## Tugas singkat 1
Jawablah pertanyaan berikut berdasarkan teks tentang produktivitas usaha kecil.
(a) Bagaimana sebagian besar sektor industri berproduksi selama krisis?
(b) Istilah bahasa Inggris apa yang dipakai untuk dorongan ke belakang ke sektor tradisional?
(c) Ke sektor apa banyak profesional dari sektor modern yang terkena dampak krisis beralih usaha?
## Tugas singkat 2
Tampilkan bagian teks tentang produktivitas usaha kecil tanpa perubahan apa pun, dimulai dengan "Pembentukan nilai tambah/tenaga" dan berlanjut terus sampai "peningkatan yang berarti.".

## Teks yang ditampilkan
>>>
Pembentukan nilai tambah/tenaga kerja untuk kelompok usaha yang sama (usaha kecil) diberbagai sektor dapat menggambarkan potensi peningkatan produktivitas melalui transformasi dari sektor tradisional ke sektor modern misalnya dari sektor pertanian ke sektor industri dan perdagangan. Rasio nilai tambah/TK untuk UK-pertanian dibanding UK-Industri pengolahan mengalami peningkatan dari 0,74 pada tahun 1997 menjadi 0,82 pada tahun 2001. Peningkatan ini menggambarkan bahwa industri pengolahan semasa krisis tidak memberikan kontribusi nyata dalam perbaikan produktivitas dibanding usaha kecil di sektor pertanian. Alasan lain yang dapat menjelaskan fenomena tersebut adalah kenyataan bahwa di sektor industri selama krisis sebagian besar berproduksi dibawah kapasitas penuh atau bahkan menganggur sehingga nilai tambah/TK tidak memunjukkan peningkatan yang berarti.
Pertanyaan kritis yang harus dijawab adalah apakah sub-sektor industri kecil mampu di gerakan dalam jangka pendek, karena terbukti selama tiga tahun melewati krisis kecenderungannya sama yakni sekedar bertahan dari keterpurukan lebih parah. Untuk melihat potensi relatif sektor industri sebagai instrumen transformasi sektor tradisional (pertanian) ke modern (industri pengolahan) atau proses ke lanjutan untuk nilai tambah, maka dapat dilihat kemajuan relatif produktivitas kedua sektor untuk usaha kecil. Rasio nilai tambah/tenaga kerja pada tahun 1997 sebesar 0,55 berubah menjadi 0,56 pada tahun 2001 ini berarti tidak terjadi kemajuan yang berarti dalam perbaikan produktivitas, atau krisis justru menyebabkan “back push” atau dorongan ke belakang ke sektor tradisional. Secara empiris kesimpulan ini juga didukung oleh banyaknya profesional dari sektor modern yang terkena dampak krisis kembali melakukan alih usaha ke sektor agribisnis, karena pasarnya jelas dan peluangnya masih cukup besar.
<<<
## Baris dataset penunjukan objek
>>>
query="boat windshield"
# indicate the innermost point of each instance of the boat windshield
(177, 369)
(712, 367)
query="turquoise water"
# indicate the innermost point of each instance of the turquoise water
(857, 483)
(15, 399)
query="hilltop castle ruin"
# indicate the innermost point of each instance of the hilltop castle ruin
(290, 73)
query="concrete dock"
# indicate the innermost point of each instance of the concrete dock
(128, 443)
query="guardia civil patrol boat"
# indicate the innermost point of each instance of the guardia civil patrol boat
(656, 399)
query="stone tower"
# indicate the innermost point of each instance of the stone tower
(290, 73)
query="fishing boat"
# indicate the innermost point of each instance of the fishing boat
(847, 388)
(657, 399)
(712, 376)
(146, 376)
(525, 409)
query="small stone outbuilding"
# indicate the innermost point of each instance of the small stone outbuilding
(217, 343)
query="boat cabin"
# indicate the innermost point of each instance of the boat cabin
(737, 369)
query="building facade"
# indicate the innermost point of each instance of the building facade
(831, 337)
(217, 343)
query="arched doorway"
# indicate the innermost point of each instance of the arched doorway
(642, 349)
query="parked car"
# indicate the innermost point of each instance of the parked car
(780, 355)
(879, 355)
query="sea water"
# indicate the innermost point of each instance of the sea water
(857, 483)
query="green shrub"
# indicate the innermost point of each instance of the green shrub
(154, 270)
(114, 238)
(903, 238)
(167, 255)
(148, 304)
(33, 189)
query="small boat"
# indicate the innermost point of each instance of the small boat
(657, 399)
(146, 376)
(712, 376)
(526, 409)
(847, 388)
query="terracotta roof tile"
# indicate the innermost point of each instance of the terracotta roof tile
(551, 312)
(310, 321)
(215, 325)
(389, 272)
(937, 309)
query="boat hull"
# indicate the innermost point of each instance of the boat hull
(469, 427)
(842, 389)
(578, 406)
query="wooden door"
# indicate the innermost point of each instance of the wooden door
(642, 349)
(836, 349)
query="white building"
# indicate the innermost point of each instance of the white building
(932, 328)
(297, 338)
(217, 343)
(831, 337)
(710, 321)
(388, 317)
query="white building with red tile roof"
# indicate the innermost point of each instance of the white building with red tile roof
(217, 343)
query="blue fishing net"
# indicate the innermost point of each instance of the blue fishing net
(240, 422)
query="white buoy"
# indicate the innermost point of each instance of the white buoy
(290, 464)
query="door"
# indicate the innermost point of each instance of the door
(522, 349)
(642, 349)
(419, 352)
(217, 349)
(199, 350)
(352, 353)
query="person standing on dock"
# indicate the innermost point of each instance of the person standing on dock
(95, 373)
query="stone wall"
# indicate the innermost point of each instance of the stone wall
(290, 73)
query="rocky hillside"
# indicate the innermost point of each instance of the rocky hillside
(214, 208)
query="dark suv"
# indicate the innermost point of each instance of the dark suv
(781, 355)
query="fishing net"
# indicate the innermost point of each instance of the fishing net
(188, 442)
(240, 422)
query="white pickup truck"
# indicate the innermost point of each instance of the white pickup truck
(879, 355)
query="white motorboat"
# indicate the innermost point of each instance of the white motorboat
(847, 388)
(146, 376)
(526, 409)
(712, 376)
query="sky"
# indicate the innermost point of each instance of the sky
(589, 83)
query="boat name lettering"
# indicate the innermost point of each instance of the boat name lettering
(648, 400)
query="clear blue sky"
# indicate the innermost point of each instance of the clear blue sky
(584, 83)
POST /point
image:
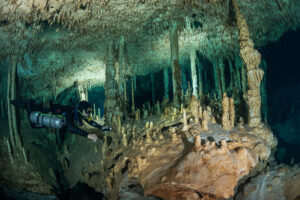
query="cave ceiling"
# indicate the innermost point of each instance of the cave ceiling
(68, 38)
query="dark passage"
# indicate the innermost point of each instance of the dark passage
(283, 90)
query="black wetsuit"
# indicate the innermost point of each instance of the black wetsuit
(73, 117)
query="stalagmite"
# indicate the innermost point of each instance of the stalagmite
(152, 88)
(251, 59)
(176, 74)
(194, 72)
(111, 87)
(166, 84)
(231, 112)
(225, 114)
(132, 96)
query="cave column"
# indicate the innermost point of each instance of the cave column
(176, 74)
(184, 81)
(166, 83)
(251, 58)
(11, 95)
(82, 92)
(222, 76)
(132, 95)
(232, 76)
(200, 85)
(194, 72)
(237, 64)
(111, 87)
(263, 89)
(152, 88)
(121, 70)
(2, 97)
(216, 78)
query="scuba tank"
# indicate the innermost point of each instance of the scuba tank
(41, 119)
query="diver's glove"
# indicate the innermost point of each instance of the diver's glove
(106, 128)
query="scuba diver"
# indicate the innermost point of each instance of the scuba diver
(61, 117)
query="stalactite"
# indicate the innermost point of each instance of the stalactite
(132, 96)
(216, 78)
(183, 78)
(9, 107)
(111, 103)
(94, 112)
(125, 92)
(194, 72)
(99, 113)
(152, 88)
(200, 85)
(9, 151)
(237, 64)
(263, 89)
(232, 84)
(225, 113)
(2, 105)
(176, 74)
(121, 70)
(222, 75)
(251, 58)
(231, 112)
(166, 84)
(86, 93)
(244, 78)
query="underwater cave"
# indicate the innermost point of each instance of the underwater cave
<<<
## Jawaban 1
(a) Di bawah kapasitas penuh atau bahkan menganggur.
(b) "Back push".
(c) Ke sektor agribisnis.

## Jawaban 2
Pembentukan nilai tambah/tenaga kerja untuk kelompok usaha yang sama (usaha kecil) diberbagai sektor dapat menggambarkan potensi peningkatan produktivitas melalui transformasi dari sektor tradisional ke sektor modern misalnya dari sektor pertanian ke sektor industri dan perdagangan. Rasio nilai tambah/TK untuk UK-pertanian dibanding UK-Industri pengolahan mengalami peningkatan dari 0,74 pada tahun 1997 menjadi 0,82 pada tahun 2001. Peningkatan ini menggambarkan bahwa industri pengolahan semasa krisis tidak memberikan kontribusi nyata dalam perbaikan produktivitas dibanding usaha kecil di sektor pertanian. Alasan lain yang dapat menjelaskan fenomena tersebut adalah kenyataan bahwa di sektor industri selama krisis sebagian besar berproduksi dibawah kapasitas penuh atau bahkan menganggur sehingga nilai tambah/TK tidak memunjukkan peningkatan yang berarti.